YOUR GOAL - Verbatim, and with nothing else, reproduce the data below from its first line through the line containing "find marching soldier.".
● ● ●
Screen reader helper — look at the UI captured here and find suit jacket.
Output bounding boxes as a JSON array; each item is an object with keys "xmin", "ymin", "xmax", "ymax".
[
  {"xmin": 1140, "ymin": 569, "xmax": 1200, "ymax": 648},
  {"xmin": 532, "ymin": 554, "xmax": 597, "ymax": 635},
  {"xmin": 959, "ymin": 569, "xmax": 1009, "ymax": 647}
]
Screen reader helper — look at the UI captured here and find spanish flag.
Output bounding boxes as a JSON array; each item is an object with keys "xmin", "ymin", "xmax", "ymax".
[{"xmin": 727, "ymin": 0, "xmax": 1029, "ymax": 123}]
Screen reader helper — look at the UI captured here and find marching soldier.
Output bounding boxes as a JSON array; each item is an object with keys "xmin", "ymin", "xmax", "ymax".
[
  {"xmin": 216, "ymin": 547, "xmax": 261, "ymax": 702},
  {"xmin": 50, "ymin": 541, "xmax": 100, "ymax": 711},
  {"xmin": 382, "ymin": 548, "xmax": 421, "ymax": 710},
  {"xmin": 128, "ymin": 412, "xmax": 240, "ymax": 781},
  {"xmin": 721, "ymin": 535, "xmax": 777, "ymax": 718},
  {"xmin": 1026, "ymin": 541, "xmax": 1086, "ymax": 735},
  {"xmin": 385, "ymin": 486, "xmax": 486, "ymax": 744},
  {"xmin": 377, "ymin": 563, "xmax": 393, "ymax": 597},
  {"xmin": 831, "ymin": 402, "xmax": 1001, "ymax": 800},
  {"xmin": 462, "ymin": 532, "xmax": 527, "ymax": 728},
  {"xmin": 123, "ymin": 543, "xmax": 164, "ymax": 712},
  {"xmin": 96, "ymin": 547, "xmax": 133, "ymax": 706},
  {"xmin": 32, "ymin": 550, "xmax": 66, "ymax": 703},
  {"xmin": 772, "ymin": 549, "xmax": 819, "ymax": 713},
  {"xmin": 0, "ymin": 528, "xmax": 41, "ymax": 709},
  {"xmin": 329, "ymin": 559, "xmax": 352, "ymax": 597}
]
● ● ●
TASK ANSWER -
Screen reader helper — look at the UI captured here and find suit jacket.
Output bounding boxes as a JSON array; each item is an object with keys "xmin", "ymin", "xmax", "ymax".
[
  {"xmin": 1140, "ymin": 569, "xmax": 1200, "ymax": 648},
  {"xmin": 532, "ymin": 554, "xmax": 597, "ymax": 635},
  {"xmin": 959, "ymin": 569, "xmax": 1009, "ymax": 647}
]
Screen reader helper — look at the UI captured here and find spanish flag.
Output bounding boxes as a JSON array; each item is an object with keys "xmin", "ymin", "xmax", "ymax".
[{"xmin": 727, "ymin": 0, "xmax": 1029, "ymax": 123}]
Screen reader helper — look at the UI captured here and find marching soldier.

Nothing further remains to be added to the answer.